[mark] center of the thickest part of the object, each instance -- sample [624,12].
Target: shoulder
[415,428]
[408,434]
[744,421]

---

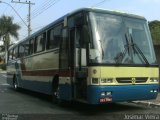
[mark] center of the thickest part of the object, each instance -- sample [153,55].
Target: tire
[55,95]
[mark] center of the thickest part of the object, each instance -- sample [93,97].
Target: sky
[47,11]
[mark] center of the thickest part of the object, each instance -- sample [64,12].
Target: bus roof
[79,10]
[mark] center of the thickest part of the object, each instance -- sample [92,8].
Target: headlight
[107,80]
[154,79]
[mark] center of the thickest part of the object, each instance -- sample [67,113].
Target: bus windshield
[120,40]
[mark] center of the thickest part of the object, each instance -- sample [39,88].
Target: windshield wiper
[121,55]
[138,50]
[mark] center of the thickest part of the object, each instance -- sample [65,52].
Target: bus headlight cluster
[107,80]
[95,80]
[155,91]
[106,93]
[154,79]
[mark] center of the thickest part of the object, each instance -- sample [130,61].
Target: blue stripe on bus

...

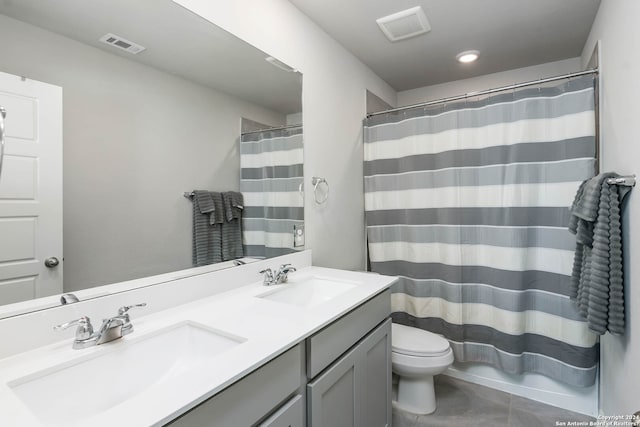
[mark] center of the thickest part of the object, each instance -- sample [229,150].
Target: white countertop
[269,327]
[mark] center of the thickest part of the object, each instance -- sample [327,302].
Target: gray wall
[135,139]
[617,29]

- _DIRECTIVE_: Copy out once more the lines of the records beginning with the one containing "-- sample [130,61]." and continuing through the one containing "Target: blue stripe on bus".

- _RESULT OF THE TASK_:
[mark] center of the thickest part of the object, each instance -- sample [130,61].
Target: blue stripe on bus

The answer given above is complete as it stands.